▶ **Exercise description**
Work out the number of lines in the listing that include the string "below". Reply with that number alone.

▶ **Supplied material**
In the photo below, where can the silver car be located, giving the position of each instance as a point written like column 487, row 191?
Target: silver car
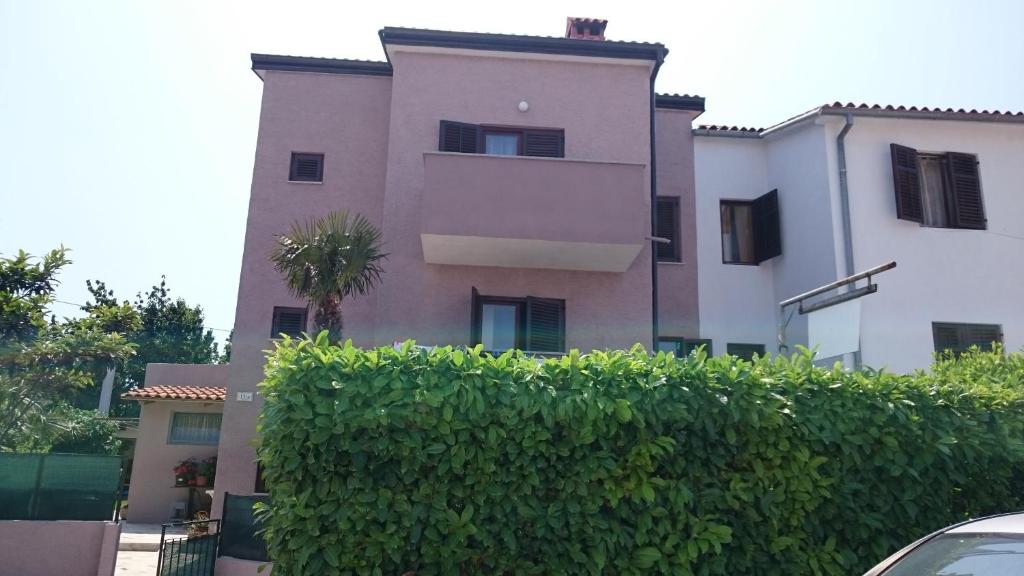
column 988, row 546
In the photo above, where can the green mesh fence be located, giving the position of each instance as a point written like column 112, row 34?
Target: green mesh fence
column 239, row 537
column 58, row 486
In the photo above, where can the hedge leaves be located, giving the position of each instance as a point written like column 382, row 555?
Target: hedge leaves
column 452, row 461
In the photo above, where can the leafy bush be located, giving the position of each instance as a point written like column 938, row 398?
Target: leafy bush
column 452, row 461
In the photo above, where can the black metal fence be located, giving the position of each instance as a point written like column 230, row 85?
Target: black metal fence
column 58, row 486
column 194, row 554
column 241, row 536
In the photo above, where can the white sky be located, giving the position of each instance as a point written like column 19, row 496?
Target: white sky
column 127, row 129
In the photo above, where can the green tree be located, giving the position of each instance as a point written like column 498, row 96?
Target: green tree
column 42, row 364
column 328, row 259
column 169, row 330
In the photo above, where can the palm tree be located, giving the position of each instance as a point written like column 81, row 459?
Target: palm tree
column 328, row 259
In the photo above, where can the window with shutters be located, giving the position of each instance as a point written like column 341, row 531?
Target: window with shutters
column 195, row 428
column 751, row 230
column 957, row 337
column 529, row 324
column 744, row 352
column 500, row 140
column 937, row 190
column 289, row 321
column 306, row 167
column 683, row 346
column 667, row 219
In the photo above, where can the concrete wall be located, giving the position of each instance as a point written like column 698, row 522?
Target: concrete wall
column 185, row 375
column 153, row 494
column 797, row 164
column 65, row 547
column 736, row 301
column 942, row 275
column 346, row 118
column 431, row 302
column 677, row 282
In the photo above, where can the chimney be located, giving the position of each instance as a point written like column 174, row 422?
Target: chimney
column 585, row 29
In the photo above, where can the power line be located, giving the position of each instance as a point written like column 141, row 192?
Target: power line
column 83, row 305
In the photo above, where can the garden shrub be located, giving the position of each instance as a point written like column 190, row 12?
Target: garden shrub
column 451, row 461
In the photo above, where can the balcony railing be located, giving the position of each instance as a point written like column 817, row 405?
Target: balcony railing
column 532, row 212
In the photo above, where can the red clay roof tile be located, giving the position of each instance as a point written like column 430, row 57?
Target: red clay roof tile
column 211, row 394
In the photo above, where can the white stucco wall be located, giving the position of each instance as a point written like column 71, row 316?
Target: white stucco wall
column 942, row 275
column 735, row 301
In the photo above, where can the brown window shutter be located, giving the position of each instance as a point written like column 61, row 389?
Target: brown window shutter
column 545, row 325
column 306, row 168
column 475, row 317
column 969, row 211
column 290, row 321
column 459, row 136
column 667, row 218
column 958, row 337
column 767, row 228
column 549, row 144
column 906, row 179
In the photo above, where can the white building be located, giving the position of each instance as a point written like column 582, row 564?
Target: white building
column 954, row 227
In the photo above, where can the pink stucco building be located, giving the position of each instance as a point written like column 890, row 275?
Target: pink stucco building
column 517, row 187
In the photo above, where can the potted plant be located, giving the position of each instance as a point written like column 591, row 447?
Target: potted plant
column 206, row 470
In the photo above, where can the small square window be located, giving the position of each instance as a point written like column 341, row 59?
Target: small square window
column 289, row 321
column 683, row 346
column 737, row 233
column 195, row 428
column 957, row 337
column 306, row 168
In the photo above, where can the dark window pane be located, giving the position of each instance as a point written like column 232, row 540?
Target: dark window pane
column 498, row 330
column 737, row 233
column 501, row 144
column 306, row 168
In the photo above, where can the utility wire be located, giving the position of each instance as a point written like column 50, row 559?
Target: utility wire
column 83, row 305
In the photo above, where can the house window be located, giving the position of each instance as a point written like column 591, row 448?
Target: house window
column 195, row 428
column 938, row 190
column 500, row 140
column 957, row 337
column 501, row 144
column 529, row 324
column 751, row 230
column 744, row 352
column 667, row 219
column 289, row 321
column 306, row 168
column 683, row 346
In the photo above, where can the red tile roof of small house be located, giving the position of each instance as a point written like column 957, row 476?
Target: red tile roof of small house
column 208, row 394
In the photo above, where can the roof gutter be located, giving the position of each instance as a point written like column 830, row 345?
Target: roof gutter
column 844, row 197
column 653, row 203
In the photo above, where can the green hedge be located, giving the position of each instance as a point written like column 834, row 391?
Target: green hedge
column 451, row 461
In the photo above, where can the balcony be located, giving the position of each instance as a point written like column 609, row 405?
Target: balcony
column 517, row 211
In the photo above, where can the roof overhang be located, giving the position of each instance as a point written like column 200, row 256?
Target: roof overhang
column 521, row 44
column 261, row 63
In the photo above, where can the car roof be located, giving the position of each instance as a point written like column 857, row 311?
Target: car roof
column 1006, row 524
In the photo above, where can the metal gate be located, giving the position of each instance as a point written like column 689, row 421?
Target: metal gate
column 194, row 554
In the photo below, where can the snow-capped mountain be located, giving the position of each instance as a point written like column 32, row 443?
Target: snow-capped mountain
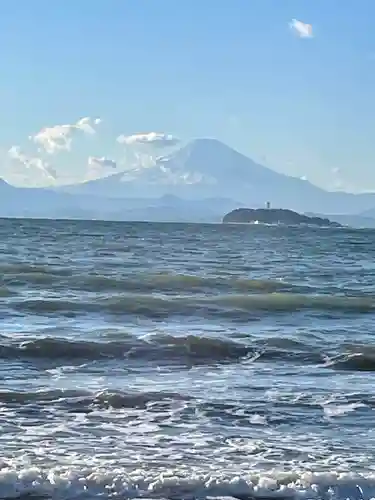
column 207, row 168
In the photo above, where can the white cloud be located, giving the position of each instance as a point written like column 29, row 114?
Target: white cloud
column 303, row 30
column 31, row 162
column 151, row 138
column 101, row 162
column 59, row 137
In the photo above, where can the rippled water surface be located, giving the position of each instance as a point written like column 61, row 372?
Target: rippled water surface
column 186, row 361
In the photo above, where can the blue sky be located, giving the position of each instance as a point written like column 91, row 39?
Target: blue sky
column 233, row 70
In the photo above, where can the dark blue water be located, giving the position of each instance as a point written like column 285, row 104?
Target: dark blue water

▶ **Reply to the task**
2